*Problem description*:
Copy every line of the data below word for word, leaving the pictures out.

=== Input data ===

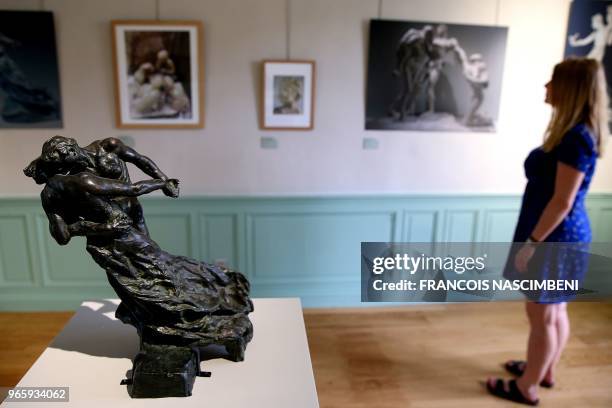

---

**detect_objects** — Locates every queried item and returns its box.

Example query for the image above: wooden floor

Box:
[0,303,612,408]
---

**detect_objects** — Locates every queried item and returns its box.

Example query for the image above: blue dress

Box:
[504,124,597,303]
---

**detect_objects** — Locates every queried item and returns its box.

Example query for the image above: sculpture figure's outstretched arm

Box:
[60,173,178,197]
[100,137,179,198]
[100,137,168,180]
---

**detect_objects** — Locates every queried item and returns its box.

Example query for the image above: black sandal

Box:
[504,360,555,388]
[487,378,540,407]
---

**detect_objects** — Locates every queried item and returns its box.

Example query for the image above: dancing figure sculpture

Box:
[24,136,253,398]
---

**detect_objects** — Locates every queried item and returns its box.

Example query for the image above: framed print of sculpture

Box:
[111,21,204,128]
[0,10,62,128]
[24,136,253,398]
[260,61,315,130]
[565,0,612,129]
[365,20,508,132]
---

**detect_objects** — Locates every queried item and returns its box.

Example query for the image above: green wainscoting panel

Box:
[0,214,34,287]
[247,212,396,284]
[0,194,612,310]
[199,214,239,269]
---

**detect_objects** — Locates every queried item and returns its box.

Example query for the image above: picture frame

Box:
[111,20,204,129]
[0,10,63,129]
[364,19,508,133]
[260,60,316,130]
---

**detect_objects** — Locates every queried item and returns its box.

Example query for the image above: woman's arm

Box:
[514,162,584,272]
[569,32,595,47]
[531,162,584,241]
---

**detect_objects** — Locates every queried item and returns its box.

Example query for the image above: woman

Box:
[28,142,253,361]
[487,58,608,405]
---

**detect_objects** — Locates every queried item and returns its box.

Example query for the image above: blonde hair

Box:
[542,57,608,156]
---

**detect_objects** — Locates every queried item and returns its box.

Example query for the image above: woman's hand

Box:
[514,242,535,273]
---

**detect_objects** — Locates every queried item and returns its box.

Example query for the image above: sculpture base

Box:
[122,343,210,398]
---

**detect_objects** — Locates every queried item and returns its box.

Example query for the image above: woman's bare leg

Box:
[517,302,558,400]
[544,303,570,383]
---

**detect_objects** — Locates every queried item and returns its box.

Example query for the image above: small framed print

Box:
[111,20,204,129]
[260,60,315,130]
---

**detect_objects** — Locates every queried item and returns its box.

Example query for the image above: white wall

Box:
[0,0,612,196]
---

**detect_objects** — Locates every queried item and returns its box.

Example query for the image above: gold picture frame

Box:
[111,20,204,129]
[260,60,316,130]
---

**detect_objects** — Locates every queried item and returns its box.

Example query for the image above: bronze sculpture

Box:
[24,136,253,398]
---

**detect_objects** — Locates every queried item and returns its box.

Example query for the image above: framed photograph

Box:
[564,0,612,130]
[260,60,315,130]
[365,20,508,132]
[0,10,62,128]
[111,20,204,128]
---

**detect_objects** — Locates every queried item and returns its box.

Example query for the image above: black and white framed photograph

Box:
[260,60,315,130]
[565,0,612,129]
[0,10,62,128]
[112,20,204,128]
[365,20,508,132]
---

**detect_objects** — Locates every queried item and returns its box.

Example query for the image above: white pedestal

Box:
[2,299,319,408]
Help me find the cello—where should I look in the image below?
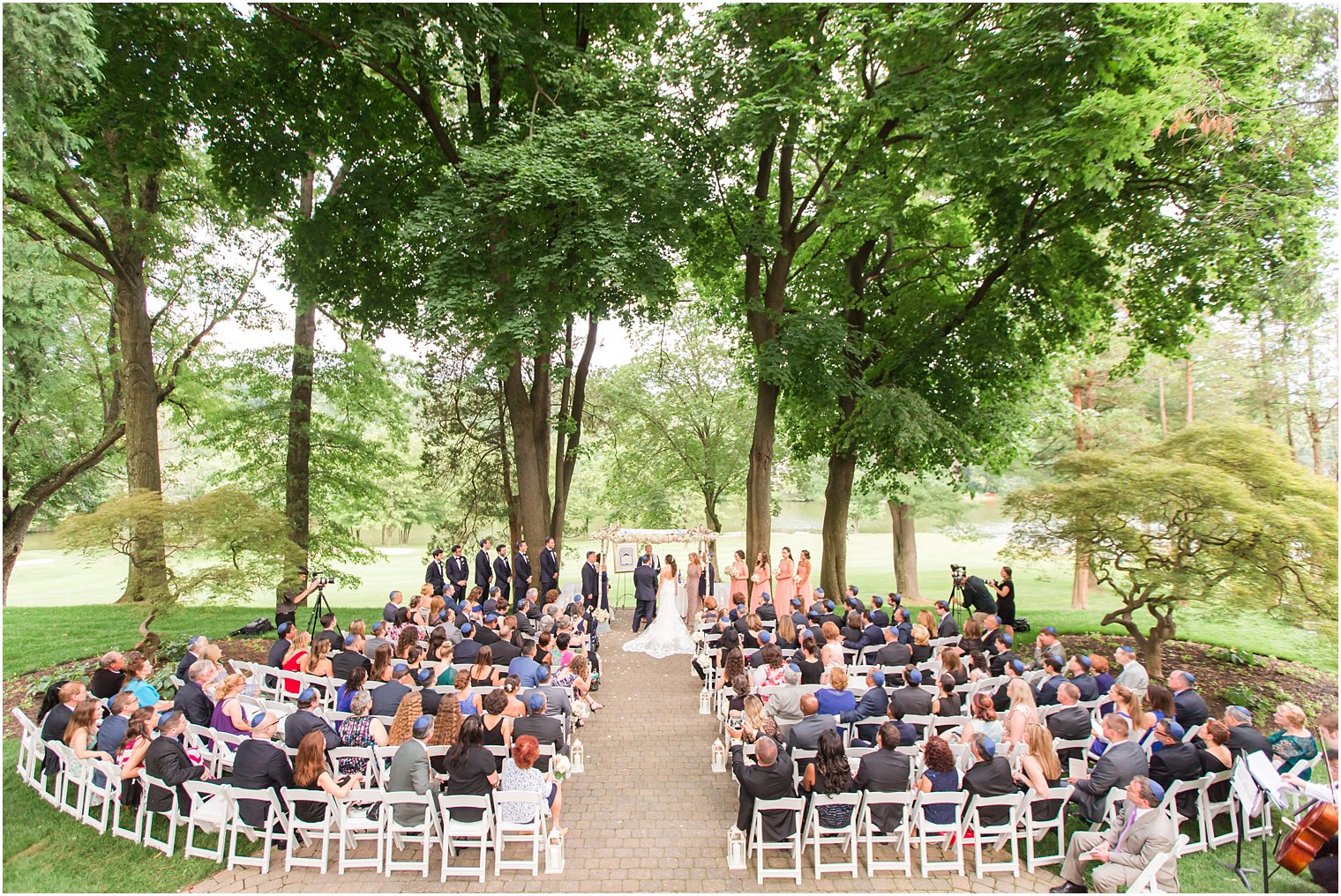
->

===

*Answer to the task*:
---

**detect_objects** — Locates every queried item and returns its box.

Example query for the image above: wooden floor

Box:
[0,303,612,408]
---

**detect_objects** — Locates every queried item and returns its box.

Example query for the image above: blue dress

Box:
[504,124,597,303]
---

**detect_objects** — Locates every queried item and returns its box.

Example query for the image above: sculpture figure's outstretched arm

Box:
[60,173,178,197]
[100,137,179,198]
[100,137,168,180]
---

**detect_objects** — Locates every queried item and returns its box.

Example query for the image above: black sandal

Box:
[504,360,555,388]
[487,378,540,407]
---

**detect_objects** — Locates every queried item and returns its box.

Example query for the image above: dancing figure sculpture

Box:
[24,136,253,398]
---

**detect_objects** — Locates every queried item and returns its box.

Example query for the image above: framed print of sculpture

Box:
[111,21,204,128]
[0,10,62,128]
[24,136,253,398]
[260,61,315,130]
[565,0,612,129]
[365,20,508,132]
---

**detect_objects** — Locates every queried item and returns its box.

Example query for the image above: green wainscoting panel

Box:
[0,214,34,287]
[247,212,396,284]
[0,194,612,310]
[199,214,239,269]
---

**detect_objects** — Locates every queried item and returns its box.

Example query for the image above: picture frame

Box:
[111,20,204,129]
[0,10,63,129]
[364,19,508,133]
[260,60,316,130]
---

**detect_objects** — Locates every queried item and returns its box.

Example query for the image above: woman's arm

Box:
[514,162,584,272]
[569,32,595,47]
[531,162,584,241]
---

**detect_objects** — Locates every queried item and returns its box.

Example query for the image above: woman

Box:
[28,142,253,361]
[487,58,608,405]
---

**detect_objects** — Locates every queried item and returns its box.

Example query for the image above: blonde hair

Box:
[542,57,608,156]
---

**detect_objects** — Locates every queried item and returns its box.

Example query for the image above: woman's hand

Box:
[514,242,535,273]
---

**detect_objects** — Locates every queried item and returns its box.

Example query for the image above: sculpture base

Box:
[122,343,210,398]
---

**detect_objects** — Locates every queried item and returns its box.

Example query for the image above: woman's bare leg

Box:
[517,302,558,400]
[544,303,570,383]
---

**detect_objects** — Locates every queried item and returns its box.

Example query for the image above: small framed print

Box:
[111,20,204,129]
[260,60,315,130]
---

**detect_objects** — Locates every queried item and returns its box.

Example query for the image above: white wall

Box:
[0,0,612,196]
---

**detect_objects** — Locates every queried item and returns its box.

Example query for the image above: gold picture frame

Box:
[111,20,204,129]
[260,60,316,130]
---

**detect_objects** — Locates every queried item and returns its box.

Example query for the image above: bronze sculpture

Box:
[24,136,253,398]
---

**detect_objects** — Locates every queried item and returns its box.

Example query for the image above: framed photograph

Box:
[564,0,612,130]
[260,60,315,130]
[365,20,508,132]
[0,10,62,128]
[111,20,204,128]
---

**detect_objects** — Locates every queried item and returns its box.

Example query for the image above: black and white framed photograph

Box:
[260,60,315,130]
[565,0,612,129]
[0,10,62,128]
[112,20,204,128]
[365,20,508,132]
---

**detect_objects** — Locates every queried item and returns its box.

Example query for the image above: white pedestal

Box:
[2,299,319,408]
Help me find the cello—where should I look in the image below?
->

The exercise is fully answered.